- [RECORDS PROVIDED]:

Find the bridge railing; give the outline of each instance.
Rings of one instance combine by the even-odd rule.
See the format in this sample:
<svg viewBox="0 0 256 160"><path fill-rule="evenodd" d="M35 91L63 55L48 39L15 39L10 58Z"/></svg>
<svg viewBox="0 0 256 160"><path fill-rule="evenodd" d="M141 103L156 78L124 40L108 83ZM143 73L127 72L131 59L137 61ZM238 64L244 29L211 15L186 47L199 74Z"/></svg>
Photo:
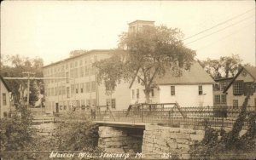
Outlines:
<svg viewBox="0 0 256 160"><path fill-rule="evenodd" d="M236 122L241 108L233 107L186 107L180 111L175 107L160 109L134 109L130 111L96 111L96 120L108 122L130 122L161 123L165 125L190 125L205 126L206 123L212 127L231 128ZM247 116L255 112L255 107L247 109ZM244 124L247 129L247 123Z"/></svg>

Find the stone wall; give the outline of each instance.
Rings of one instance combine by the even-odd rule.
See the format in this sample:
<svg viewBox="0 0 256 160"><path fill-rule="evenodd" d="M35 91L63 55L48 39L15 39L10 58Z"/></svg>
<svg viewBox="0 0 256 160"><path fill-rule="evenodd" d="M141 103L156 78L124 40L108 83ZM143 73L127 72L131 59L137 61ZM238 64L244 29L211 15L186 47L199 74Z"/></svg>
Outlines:
<svg viewBox="0 0 256 160"><path fill-rule="evenodd" d="M190 146L204 138L204 130L146 125L142 152L154 157L177 156L189 158Z"/></svg>
<svg viewBox="0 0 256 160"><path fill-rule="evenodd" d="M106 152L141 152L143 129L99 127L98 146Z"/></svg>
<svg viewBox="0 0 256 160"><path fill-rule="evenodd" d="M37 129L37 135L43 136L45 138L51 138L55 129L55 123L41 123L38 125L33 125L34 129Z"/></svg>

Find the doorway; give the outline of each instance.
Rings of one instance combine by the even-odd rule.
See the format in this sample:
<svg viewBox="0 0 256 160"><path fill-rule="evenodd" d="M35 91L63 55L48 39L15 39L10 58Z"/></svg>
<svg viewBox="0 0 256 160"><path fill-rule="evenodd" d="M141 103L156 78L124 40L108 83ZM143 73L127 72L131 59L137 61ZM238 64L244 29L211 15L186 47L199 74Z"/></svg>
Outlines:
<svg viewBox="0 0 256 160"><path fill-rule="evenodd" d="M55 103L56 113L59 113L59 103Z"/></svg>

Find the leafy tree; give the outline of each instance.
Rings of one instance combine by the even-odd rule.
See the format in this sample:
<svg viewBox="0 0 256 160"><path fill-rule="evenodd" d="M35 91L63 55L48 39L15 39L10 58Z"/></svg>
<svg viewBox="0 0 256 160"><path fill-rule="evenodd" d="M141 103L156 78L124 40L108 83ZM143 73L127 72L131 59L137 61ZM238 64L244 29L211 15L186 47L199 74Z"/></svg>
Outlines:
<svg viewBox="0 0 256 160"><path fill-rule="evenodd" d="M224 56L220 57L219 62L224 70L224 77L229 77L230 73L232 77L237 72L239 67L241 66L242 60L239 57L238 54L232 54L230 57Z"/></svg>
<svg viewBox="0 0 256 160"><path fill-rule="evenodd" d="M221 68L222 66L218 60L211 60L207 58L207 60L202 63L203 67L207 71L208 74L210 74L212 77L220 78L221 76Z"/></svg>
<svg viewBox="0 0 256 160"><path fill-rule="evenodd" d="M18 114L20 113L20 114ZM11 119L0 120L0 147L2 151L25 151L33 141L35 129L32 128L32 114L24 106L19 106ZM1 155L2 157L21 159L24 155ZM24 157L22 157L22 159Z"/></svg>
<svg viewBox="0 0 256 160"><path fill-rule="evenodd" d="M5 56L4 60L2 60L0 74L3 77L22 77L24 71L31 71L35 73L35 77L43 77L42 67L44 60L41 58L36 57L30 59L28 57L20 57L19 54ZM15 97L15 101L19 100L20 96L19 92L20 85L27 86L27 80L6 80L11 92ZM44 85L43 80L32 80L30 83L30 104L33 104L38 100L38 94L40 92L38 84ZM35 85L36 84L36 85ZM41 90L44 93L44 89Z"/></svg>
<svg viewBox="0 0 256 160"><path fill-rule="evenodd" d="M204 69L214 78L235 77L241 66L251 66L250 64L241 64L242 60L238 54L222 56L218 60L211 60L201 62Z"/></svg>
<svg viewBox="0 0 256 160"><path fill-rule="evenodd" d="M183 46L182 32L177 29L146 26L135 33L125 32L119 37L119 49L112 57L96 62L97 81L105 81L107 88L115 86L122 79L131 82L137 77L144 86L146 101L157 76L172 71L175 76L193 63L195 52Z"/></svg>

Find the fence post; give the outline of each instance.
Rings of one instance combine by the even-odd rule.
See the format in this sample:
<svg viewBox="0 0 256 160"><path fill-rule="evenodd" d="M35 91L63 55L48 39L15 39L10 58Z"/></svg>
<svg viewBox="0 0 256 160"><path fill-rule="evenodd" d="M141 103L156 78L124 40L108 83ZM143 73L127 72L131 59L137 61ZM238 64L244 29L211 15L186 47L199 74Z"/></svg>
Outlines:
<svg viewBox="0 0 256 160"><path fill-rule="evenodd" d="M172 125L172 122L171 122L171 110L168 111L169 113L169 122L170 122L170 126Z"/></svg>
<svg viewBox="0 0 256 160"><path fill-rule="evenodd" d="M143 122L143 105L142 104L142 123Z"/></svg>

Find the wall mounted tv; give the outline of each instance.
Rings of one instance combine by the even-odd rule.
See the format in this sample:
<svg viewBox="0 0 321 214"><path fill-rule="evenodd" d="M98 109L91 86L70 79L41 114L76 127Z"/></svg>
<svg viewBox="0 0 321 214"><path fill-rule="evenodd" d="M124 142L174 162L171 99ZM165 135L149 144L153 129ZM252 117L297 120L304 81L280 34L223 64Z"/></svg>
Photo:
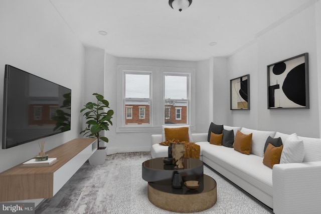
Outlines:
<svg viewBox="0 0 321 214"><path fill-rule="evenodd" d="M2 148L70 130L71 90L6 65Z"/></svg>

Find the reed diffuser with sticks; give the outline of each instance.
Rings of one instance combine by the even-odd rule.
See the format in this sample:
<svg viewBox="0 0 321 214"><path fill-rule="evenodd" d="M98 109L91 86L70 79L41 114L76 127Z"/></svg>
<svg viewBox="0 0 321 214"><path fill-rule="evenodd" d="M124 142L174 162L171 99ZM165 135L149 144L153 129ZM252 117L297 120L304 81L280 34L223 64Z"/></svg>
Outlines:
<svg viewBox="0 0 321 214"><path fill-rule="evenodd" d="M42 141L38 142L39 145L39 148L40 149L40 152L38 155L35 157L35 159L37 161L41 161L43 160L47 160L48 159L48 155L46 154L46 152L44 151L45 149L45 141Z"/></svg>

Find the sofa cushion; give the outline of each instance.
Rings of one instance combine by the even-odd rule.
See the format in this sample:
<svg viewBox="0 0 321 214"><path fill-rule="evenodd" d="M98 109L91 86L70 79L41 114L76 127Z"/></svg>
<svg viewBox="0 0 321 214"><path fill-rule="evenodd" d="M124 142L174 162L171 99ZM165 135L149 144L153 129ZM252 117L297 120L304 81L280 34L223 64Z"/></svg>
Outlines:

- [WRITTEN PROBLEM]: Arrange all the entries above as a numbered list, one line per item, skipping blank lines and leaving out the pictures.

- [TASK SOLUTION]:
1. Find the bridge railing; give the outline of each instance.
2. Rings of one instance combine by the even-odd rule.
3. See the format in this sample:
4. <svg viewBox="0 0 256 160"><path fill-rule="evenodd" d="M35 91L63 55L48 39L15 39L10 58Z"/></svg>
5. <svg viewBox="0 0 256 160"><path fill-rule="evenodd" d="M141 103L156 78L124 40L108 83ZM143 73L127 72L131 59L137 61ZM238 64L244 29L211 15L186 47L199 74Z"/></svg>
6. Photo:
7. Outlines:
8. <svg viewBox="0 0 256 160"><path fill-rule="evenodd" d="M236 122L241 108L233 107L186 107L180 111L175 107L160 109L134 109L130 111L96 111L96 120L108 122L130 122L161 123L165 125L190 125L205 126L206 123L212 127L231 128ZM247 116L255 112L255 107L247 109ZM244 124L247 129L247 123Z"/></svg>
9. Find the stone wall; give the outline of each instance.
10. Rings of one instance combine by the even-odd rule.
11. See the format in this sample:
12. <svg viewBox="0 0 256 160"><path fill-rule="evenodd" d="M35 91L63 55L48 39L15 39L10 58Z"/></svg>
13. <svg viewBox="0 0 256 160"><path fill-rule="evenodd" d="M141 103L156 78L124 40L108 83ZM143 73L127 72L131 59L137 61ZM238 64L244 29L211 15L186 47L199 74Z"/></svg>
14. Outlines:
15. <svg viewBox="0 0 256 160"><path fill-rule="evenodd" d="M190 146L204 138L204 130L146 125L142 152L154 157L177 156L189 158Z"/></svg>
16. <svg viewBox="0 0 256 160"><path fill-rule="evenodd" d="M106 152L141 152L143 129L99 127L98 146Z"/></svg>
17. <svg viewBox="0 0 256 160"><path fill-rule="evenodd" d="M37 129L37 135L43 136L45 138L51 138L55 129L55 123L41 123L38 125L33 125L34 129Z"/></svg>
18. Find the doorway; give the outline of each instance.
19. Rings of one instance combine by the even-odd rule.
20. See the format in this sample:
21. <svg viewBox="0 0 256 160"><path fill-rule="evenodd" d="M35 91L63 55L48 39L15 39L10 58Z"/></svg>
22. <svg viewBox="0 0 256 160"><path fill-rule="evenodd" d="M141 103L156 78L124 40L108 83ZM143 73L127 72L131 59L137 61ZM238 64L244 29L211 15L186 47L199 74Z"/></svg>
23. Outlines:
24. <svg viewBox="0 0 256 160"><path fill-rule="evenodd" d="M55 103L56 113L59 113L59 103Z"/></svg>
25. Find the leafy tree; give the outline of each instance.
26. Rings of one instance combine by the even-odd rule.
27. See the format in this sample:
28. <svg viewBox="0 0 256 160"><path fill-rule="evenodd" d="M35 91L63 55L48 39L15 39L10 58Z"/></svg>
29. <svg viewBox="0 0 256 160"><path fill-rule="evenodd" d="M141 103L156 78L124 40L108 83ZM143 73L127 72L131 59L137 61ZM238 64L244 29L211 15L186 47L199 74Z"/></svg>
30. Outlines:
31. <svg viewBox="0 0 256 160"><path fill-rule="evenodd" d="M224 56L220 57L219 62L224 70L224 77L229 77L230 73L232 77L237 72L239 67L241 66L242 60L239 57L238 54L232 54L230 57Z"/></svg>
32. <svg viewBox="0 0 256 160"><path fill-rule="evenodd" d="M221 68L222 66L218 60L211 60L207 58L207 60L202 63L203 67L207 71L208 74L210 74L212 77L220 78L221 76Z"/></svg>
33. <svg viewBox="0 0 256 160"><path fill-rule="evenodd" d="M18 114L20 113L20 114ZM11 119L0 120L0 147L2 151L25 151L33 141L35 129L32 128L32 114L24 106L19 106ZM1 155L2 157L21 159L24 155ZM24 157L22 157L22 159Z"/></svg>
34. <svg viewBox="0 0 256 160"><path fill-rule="evenodd" d="M5 56L4 60L2 60L0 74L3 77L22 77L24 71L31 71L35 73L35 77L43 77L42 67L44 60L41 58L36 57L30 59L28 57L20 57L19 54ZM15 97L15 101L19 100L20 96L19 92L20 85L27 86L27 80L6 80L11 92ZM44 85L43 80L32 80L30 83L30 104L33 104L38 100L38 94L40 92L38 84ZM35 85L36 84L36 85ZM41 90L44 93L44 89Z"/></svg>
35. <svg viewBox="0 0 256 160"><path fill-rule="evenodd" d="M204 69L214 78L235 77L241 66L251 66L250 64L241 64L242 60L238 54L222 56L218 60L211 60L201 62Z"/></svg>
36. <svg viewBox="0 0 256 160"><path fill-rule="evenodd" d="M183 46L182 32L177 29L146 26L135 33L125 32L119 37L119 49L112 57L96 62L97 81L105 81L107 88L115 86L122 79L131 82L137 77L144 86L146 101L157 76L172 71L175 76L193 63L195 52Z"/></svg>
37. Find the fence post; give the outline of each instance.
38. Rings of one instance combine by the even-odd rule.
39. See the format in this sample:
40. <svg viewBox="0 0 256 160"><path fill-rule="evenodd" d="M35 91L63 55L48 39L15 39L10 58Z"/></svg>
41. <svg viewBox="0 0 256 160"><path fill-rule="evenodd" d="M141 103L156 78L124 40L108 83ZM143 73L127 72L131 59L137 61ZM238 64L244 29L211 15L186 47L199 74Z"/></svg>
42. Outlines:
43. <svg viewBox="0 0 256 160"><path fill-rule="evenodd" d="M172 125L172 122L171 122L171 110L168 111L169 113L169 122L170 122L170 126Z"/></svg>
44. <svg viewBox="0 0 256 160"><path fill-rule="evenodd" d="M143 122L143 105L142 104L142 123Z"/></svg>
45. Find the wall mounted tv; give the outline of each instance.
46. Rings of one instance combine by the even-odd rule.
47. See the format in this sample:
48. <svg viewBox="0 0 321 214"><path fill-rule="evenodd" d="M98 109L91 86L70 79L41 114L76 127Z"/></svg>
49. <svg viewBox="0 0 321 214"><path fill-rule="evenodd" d="M124 142L174 162L171 99ZM165 135L149 144L153 129ZM252 117L297 120L304 81L280 34L223 64Z"/></svg>
50. Photo:
51. Outlines:
52. <svg viewBox="0 0 321 214"><path fill-rule="evenodd" d="M2 148L70 130L71 90L6 65Z"/></svg>
53. Find the reed diffuser with sticks; give the outline of each instance.
54. Rings of one instance combine by the even-odd rule.
55. See the format in this sample:
56. <svg viewBox="0 0 321 214"><path fill-rule="evenodd" d="M98 109L91 86L70 79L41 114L76 127Z"/></svg>
57. <svg viewBox="0 0 321 214"><path fill-rule="evenodd" d="M124 142L174 162L171 99ZM165 135L149 144L153 129ZM252 117L297 120L304 81L280 34L223 64Z"/></svg>
58. Outlines:
59. <svg viewBox="0 0 321 214"><path fill-rule="evenodd" d="M42 141L38 142L39 145L39 148L40 149L40 152L38 155L35 157L35 159L37 161L41 161L43 160L47 160L48 159L48 155L46 154L46 152L44 151L45 149L45 141Z"/></svg>
60. Find the sofa cushion; give the outline of each instance.
61. Rings of one instance combine by the even-odd rule.
62. See the format in this sample:
63. <svg viewBox="0 0 321 214"><path fill-rule="evenodd" d="M98 109L91 86L70 79L41 114L76 127Z"/></svg>
64. <svg viewBox="0 0 321 214"><path fill-rule="evenodd" d="M124 142L174 162L171 99ZM165 135L149 144L153 129ZM252 117L297 120L304 81L280 34L223 64Z"/></svg>
65. Outlines:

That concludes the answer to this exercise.